[Data listing]
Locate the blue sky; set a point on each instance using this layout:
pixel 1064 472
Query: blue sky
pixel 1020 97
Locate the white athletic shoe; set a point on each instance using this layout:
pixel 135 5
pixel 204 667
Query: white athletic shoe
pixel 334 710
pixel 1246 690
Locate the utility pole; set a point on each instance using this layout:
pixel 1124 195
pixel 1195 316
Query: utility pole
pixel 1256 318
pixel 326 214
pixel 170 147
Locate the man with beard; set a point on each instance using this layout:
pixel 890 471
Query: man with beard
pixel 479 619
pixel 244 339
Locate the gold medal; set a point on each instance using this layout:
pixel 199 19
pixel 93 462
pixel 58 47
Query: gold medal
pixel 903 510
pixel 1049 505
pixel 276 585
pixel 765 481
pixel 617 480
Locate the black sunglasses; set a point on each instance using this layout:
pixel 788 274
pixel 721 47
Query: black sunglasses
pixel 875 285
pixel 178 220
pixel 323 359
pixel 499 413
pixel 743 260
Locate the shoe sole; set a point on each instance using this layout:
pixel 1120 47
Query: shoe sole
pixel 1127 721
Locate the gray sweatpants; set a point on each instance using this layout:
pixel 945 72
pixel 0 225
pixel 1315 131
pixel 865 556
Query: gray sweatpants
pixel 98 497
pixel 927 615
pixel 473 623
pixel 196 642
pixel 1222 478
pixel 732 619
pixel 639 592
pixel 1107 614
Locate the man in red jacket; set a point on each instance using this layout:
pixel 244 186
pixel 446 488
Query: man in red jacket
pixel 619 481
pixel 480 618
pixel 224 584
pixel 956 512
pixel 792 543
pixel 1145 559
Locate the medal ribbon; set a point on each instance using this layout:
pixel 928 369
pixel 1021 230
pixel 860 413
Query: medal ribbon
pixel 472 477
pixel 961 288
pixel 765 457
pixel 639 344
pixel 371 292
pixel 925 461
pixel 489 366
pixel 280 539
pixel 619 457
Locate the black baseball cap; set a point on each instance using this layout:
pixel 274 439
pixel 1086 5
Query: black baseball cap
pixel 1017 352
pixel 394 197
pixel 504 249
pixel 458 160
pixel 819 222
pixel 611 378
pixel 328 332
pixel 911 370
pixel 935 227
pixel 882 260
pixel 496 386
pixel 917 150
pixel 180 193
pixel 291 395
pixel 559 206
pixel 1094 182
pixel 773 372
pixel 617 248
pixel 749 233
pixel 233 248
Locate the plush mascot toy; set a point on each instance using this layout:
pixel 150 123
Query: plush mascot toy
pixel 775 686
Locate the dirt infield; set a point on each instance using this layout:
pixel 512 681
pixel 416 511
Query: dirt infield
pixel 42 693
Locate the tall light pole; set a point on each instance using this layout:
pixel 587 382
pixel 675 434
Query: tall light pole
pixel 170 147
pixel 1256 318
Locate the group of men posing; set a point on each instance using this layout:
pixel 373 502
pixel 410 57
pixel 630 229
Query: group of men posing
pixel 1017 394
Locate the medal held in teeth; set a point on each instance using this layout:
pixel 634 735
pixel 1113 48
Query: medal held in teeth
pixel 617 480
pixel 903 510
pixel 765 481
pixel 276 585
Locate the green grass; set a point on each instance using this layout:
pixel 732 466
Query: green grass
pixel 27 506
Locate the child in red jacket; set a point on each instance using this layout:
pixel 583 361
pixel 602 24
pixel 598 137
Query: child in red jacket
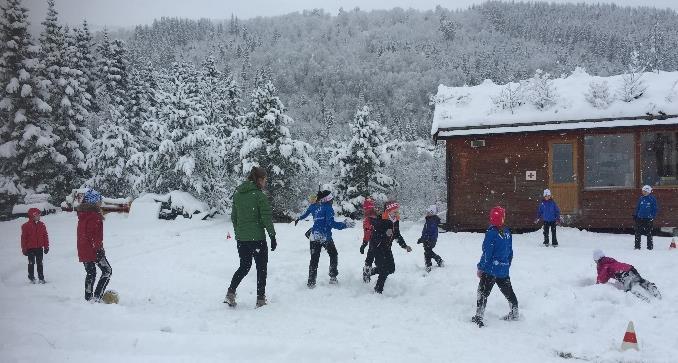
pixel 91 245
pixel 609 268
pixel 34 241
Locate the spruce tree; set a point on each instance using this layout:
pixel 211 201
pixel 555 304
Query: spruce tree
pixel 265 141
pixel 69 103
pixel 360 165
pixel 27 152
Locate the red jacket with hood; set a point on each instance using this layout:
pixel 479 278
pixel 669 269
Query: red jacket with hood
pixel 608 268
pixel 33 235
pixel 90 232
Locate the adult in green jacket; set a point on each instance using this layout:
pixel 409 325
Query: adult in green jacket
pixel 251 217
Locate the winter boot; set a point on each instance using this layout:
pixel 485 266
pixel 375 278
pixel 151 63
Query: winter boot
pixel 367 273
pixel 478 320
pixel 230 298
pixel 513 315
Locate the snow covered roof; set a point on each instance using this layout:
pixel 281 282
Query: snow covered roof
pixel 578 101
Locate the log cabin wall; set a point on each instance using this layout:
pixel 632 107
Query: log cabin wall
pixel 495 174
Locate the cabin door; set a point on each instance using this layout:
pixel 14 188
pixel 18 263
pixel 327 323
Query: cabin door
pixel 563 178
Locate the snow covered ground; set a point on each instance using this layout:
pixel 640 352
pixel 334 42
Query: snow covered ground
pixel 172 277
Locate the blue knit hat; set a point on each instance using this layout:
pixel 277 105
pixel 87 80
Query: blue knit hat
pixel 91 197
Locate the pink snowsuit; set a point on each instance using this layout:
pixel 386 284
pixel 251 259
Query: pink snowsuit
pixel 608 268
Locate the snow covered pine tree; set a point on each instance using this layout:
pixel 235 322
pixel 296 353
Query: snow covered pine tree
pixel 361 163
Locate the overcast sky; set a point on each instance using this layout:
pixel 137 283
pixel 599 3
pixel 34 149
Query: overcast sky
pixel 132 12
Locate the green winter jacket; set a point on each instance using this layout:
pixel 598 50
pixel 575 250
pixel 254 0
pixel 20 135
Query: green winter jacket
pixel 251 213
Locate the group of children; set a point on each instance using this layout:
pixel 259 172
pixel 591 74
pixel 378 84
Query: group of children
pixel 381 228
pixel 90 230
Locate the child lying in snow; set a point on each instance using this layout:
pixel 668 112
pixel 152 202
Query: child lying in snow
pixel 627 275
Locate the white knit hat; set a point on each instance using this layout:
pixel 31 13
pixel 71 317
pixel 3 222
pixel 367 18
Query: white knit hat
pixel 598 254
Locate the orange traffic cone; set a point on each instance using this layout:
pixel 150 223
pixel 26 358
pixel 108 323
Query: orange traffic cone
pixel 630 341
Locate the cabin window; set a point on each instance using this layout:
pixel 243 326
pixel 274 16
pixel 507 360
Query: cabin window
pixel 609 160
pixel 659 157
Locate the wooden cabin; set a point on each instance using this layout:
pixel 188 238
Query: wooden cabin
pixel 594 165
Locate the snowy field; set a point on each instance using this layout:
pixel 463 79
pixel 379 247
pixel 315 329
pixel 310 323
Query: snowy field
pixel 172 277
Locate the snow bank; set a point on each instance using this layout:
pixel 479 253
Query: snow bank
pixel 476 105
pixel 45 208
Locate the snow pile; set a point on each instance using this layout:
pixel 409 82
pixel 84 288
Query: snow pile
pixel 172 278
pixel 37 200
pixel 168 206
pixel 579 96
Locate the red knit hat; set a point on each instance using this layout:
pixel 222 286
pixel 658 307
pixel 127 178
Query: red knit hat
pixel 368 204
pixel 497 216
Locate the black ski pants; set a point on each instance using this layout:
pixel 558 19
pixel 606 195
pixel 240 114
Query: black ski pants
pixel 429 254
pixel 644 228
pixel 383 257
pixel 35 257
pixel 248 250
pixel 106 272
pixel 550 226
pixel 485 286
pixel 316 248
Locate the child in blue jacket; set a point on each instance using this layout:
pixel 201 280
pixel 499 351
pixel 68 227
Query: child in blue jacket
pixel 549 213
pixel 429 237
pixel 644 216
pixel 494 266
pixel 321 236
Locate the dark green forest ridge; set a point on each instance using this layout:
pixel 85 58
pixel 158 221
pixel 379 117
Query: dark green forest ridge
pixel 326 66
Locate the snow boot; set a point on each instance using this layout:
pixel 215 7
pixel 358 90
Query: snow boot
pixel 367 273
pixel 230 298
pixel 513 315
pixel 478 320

EXERCISE -> Copy all of the data above word for word, leaving the pictures out of your answer.

EXERCISE RESULT ->
Locate the blue sky; set a point on each instance using this layout:
pixel 1064 472
Query: blue sky
pixel 1020 97
Locate the white athletic shoe; set a point on each instance using this layout:
pixel 135 5
pixel 204 667
Query: white athletic shoe
pixel 334 710
pixel 1246 690
Locate the utility pole; set a point on each instance using this layout:
pixel 1124 195
pixel 1195 316
Query: utility pole
pixel 1256 318
pixel 326 214
pixel 170 147
Locate the man with beard; set a point on each instance using this layout:
pixel 890 471
Query: man with beard
pixel 479 619
pixel 244 339
Locate the gold medal; set a point on each instance using this layout:
pixel 199 19
pixel 93 462
pixel 58 47
Query: gold medal
pixel 903 510
pixel 1049 505
pixel 276 585
pixel 765 481
pixel 617 480
Locate the black sunglasses; set a point on each instance using this layout:
pixel 788 274
pixel 721 47
Query: black sunglasses
pixel 875 285
pixel 178 220
pixel 323 359
pixel 499 413
pixel 743 260
Locate the shoe sole; set a point on each instance using this layout:
pixel 1120 47
Query: shoe sole
pixel 1127 721
Locate the gray sweatpants; set a point on each instance using this layout:
pixel 945 72
pixel 0 225
pixel 1315 131
pixel 865 556
Query: gray sweatpants
pixel 98 497
pixel 927 615
pixel 473 623
pixel 196 642
pixel 1222 478
pixel 732 619
pixel 639 592
pixel 1107 614
Locate the man in red jacket; set a point on each instance using this layout:
pixel 244 186
pixel 446 488
Query: man in red jacket
pixel 619 481
pixel 480 618
pixel 224 584
pixel 956 512
pixel 792 543
pixel 1145 559
Locate the medal ribbon; set a point on each instance using this layout:
pixel 928 369
pixel 1021 230
pixel 860 413
Query: medal ribbon
pixel 472 477
pixel 961 288
pixel 765 457
pixel 639 344
pixel 371 292
pixel 925 461
pixel 489 366
pixel 280 539
pixel 619 457
Locate the black baseball cap; set a point on each instance using this layout:
pixel 274 439
pixel 1086 5
Query: black baseball cap
pixel 1017 352
pixel 394 197
pixel 504 249
pixel 458 160
pixel 819 222
pixel 611 378
pixel 328 332
pixel 911 370
pixel 935 227
pixel 882 260
pixel 496 386
pixel 917 150
pixel 180 193
pixel 291 395
pixel 559 206
pixel 1094 182
pixel 773 372
pixel 617 248
pixel 749 233
pixel 233 248
Locate the plush mascot toy; set a point on each instance using this layout:
pixel 150 123
Query: plush mascot toy
pixel 775 686
Locate the dirt infield; set a point on each instance using this layout:
pixel 512 681
pixel 416 511
Query: dirt infield
pixel 42 693
Locate the tall light pole; set a point on each instance using this layout:
pixel 587 382
pixel 675 434
Query: tall light pole
pixel 170 147
pixel 1256 318
Locate the group of men posing; set a point on each instance using this layout:
pixel 373 502
pixel 410 57
pixel 630 229
Query: group of men posing
pixel 1017 394
Locate the medal held in teeth; set a point on each instance using this layout:
pixel 634 735
pixel 1113 48
Query: medal held in teeth
pixel 617 480
pixel 903 510
pixel 765 481
pixel 276 585
Locate the green grass; set a point on each instance using this layout:
pixel 732 466
Query: green grass
pixel 27 506
Locate the child in red jacket; set a point on each instance using this layout:
pixel 583 361
pixel 602 24
pixel 598 137
Query: child in red jacket
pixel 91 245
pixel 609 268
pixel 34 241
Locate the spruce tree; set a point on each instance using this layout:
pixel 211 201
pixel 555 304
Query: spruce tree
pixel 265 141
pixel 69 103
pixel 360 165
pixel 27 152
Locate the red jacket with hood; set a point on each instance using this layout:
pixel 479 278
pixel 669 269
Query: red jacket with hood
pixel 608 268
pixel 33 235
pixel 90 232
Locate the adult in green jacket; set a point on each instance using this layout:
pixel 409 325
Query: adult in green jacket
pixel 251 217
Locate the winter boot; set a point on each instance using this layout:
pixel 485 266
pixel 375 278
pixel 151 63
Query: winter boot
pixel 367 273
pixel 478 320
pixel 230 298
pixel 513 315
Locate the snow covered roof; set a point on each instance using this layout:
pixel 281 282
Query: snow covered roof
pixel 578 101
Locate the log cabin wall; set a point on each instance using this layout:
pixel 632 107
Query: log cabin wall
pixel 495 174
Locate the cabin door; set a point on each instance using this layout:
pixel 14 188
pixel 18 263
pixel 327 323
Query: cabin door
pixel 563 178
Locate the snow covered ground; set a point on each instance using this layout:
pixel 640 352
pixel 334 42
Query: snow covered ground
pixel 172 277
Locate the blue knit hat; set a point on each instance using this layout:
pixel 277 105
pixel 87 80
Query: blue knit hat
pixel 91 197
Locate the pink snowsuit; set a point on each instance using this layout:
pixel 386 284
pixel 251 259
Query: pink snowsuit
pixel 608 268
Locate the snow covered pine tree; set a point on each instance using this layout:
pixel 235 322
pixel 296 353
Query: snow covered pine tree
pixel 361 163
Locate the overcast sky; set a point on each instance using this layout:
pixel 137 283
pixel 599 3
pixel 34 149
Query: overcast sky
pixel 132 12
Locate the green winter jacket; set a point on each instance using this layout:
pixel 598 50
pixel 575 250
pixel 254 0
pixel 20 135
Query: green winter jacket
pixel 251 213
Locate the group of children; set a point on each instance using this layout:
pixel 259 172
pixel 591 74
pixel 378 84
Query: group of children
pixel 381 228
pixel 90 230
Locate the child lying in snow; set a point on each instance using this layout:
pixel 668 112
pixel 152 202
Query: child lying in snow
pixel 627 275
Locate the white knit hat; set a point on each instance using this layout:
pixel 31 13
pixel 71 317
pixel 3 222
pixel 367 18
Query: white knit hat
pixel 598 254
Locate the orange traffic cone; set a point on each instance using this layout:
pixel 150 223
pixel 26 358
pixel 108 323
Query: orange traffic cone
pixel 630 341
Locate the cabin window; set a point on each instance using this layout:
pixel 243 326
pixel 274 16
pixel 507 360
Query: cabin window
pixel 609 160
pixel 659 157
Locate the wooden cabin; set a point on each instance using this layout:
pixel 188 238
Query: wooden cabin
pixel 594 165
Locate the snowy field; set a point on each instance using this layout:
pixel 463 79
pixel 379 247
pixel 315 329
pixel 310 323
Query: snowy field
pixel 172 277
Locate the snow bank; set a point on each instance using this layout:
pixel 479 253
Query: snow bank
pixel 476 105
pixel 45 208
Locate the snow pile; set a point on each instance using this layout:
pixel 409 82
pixel 84 288
Query: snow pile
pixel 172 278
pixel 37 200
pixel 168 206
pixel 579 96
Locate the red knit hat; set a point on each instance using this layout:
pixel 222 286
pixel 658 307
pixel 127 178
Query: red knit hat
pixel 368 204
pixel 497 216
Locate the black ski pants; set a point on each instance using this layout:
pixel 558 19
pixel 606 195
pixel 240 114
Query: black ski pants
pixel 429 254
pixel 644 228
pixel 383 257
pixel 35 257
pixel 248 250
pixel 106 272
pixel 550 226
pixel 485 286
pixel 316 248
Locate the child in blue jacket; set a point on each instance using this layout:
pixel 201 280
pixel 499 351
pixel 68 227
Query: child in blue jacket
pixel 549 213
pixel 429 237
pixel 644 216
pixel 494 266
pixel 321 236
Locate the dark green forest ridge; set a point on each instance using this layout:
pixel 85 58
pixel 158 221
pixel 379 117
Query: dark green forest ridge
pixel 326 66
Locate the snow boot; set a point on each instance using this layout:
pixel 215 7
pixel 358 90
Query: snow boot
pixel 367 273
pixel 230 298
pixel 513 315
pixel 478 320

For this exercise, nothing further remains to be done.